Switch "outline" to "contour" in every line of the records below and write them out again, leaving everything else unchanged.

##### Entries supplied

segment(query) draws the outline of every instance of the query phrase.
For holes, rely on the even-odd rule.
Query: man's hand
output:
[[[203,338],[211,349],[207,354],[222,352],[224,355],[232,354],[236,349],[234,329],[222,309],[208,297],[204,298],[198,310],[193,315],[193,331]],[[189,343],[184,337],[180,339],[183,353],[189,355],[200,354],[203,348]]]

##########

Written reply
segment(query) draws the contour of every instance of the query phrase.
For holes, rely on the even-odd rule.
Query: man's hand
output:
[[[203,338],[211,349],[207,354],[222,352],[224,355],[232,354],[236,349],[234,329],[222,309],[208,297],[204,298],[198,310],[193,315],[193,331]],[[189,343],[184,337],[180,339],[183,353],[189,355],[200,354],[203,348]]]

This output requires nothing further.